* **Directions**: Reproduce every line of the records below verbatim, omitting the pictures.

================

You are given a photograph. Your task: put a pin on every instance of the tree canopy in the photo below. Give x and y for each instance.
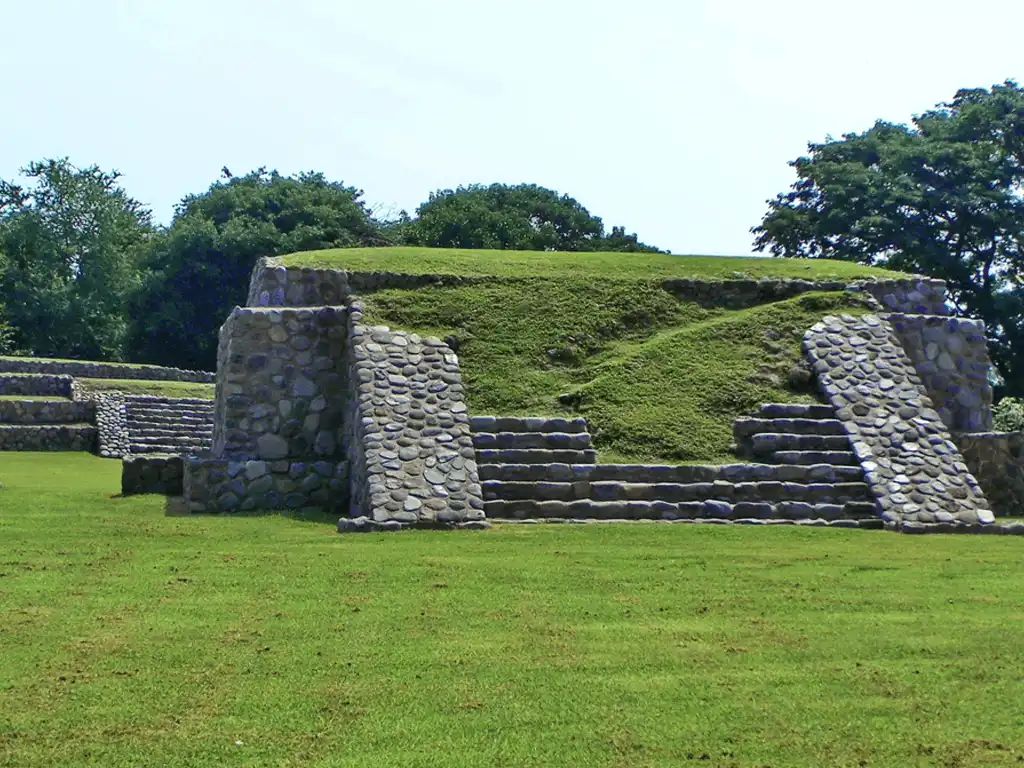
(200, 266)
(524, 217)
(941, 197)
(71, 244)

================

* **Response to the task**:
You are given a photograph. Your task: put a pin on every instance of the tree canopy in the photo below. Give x and y for each instance.
(200, 266)
(524, 217)
(941, 197)
(71, 244)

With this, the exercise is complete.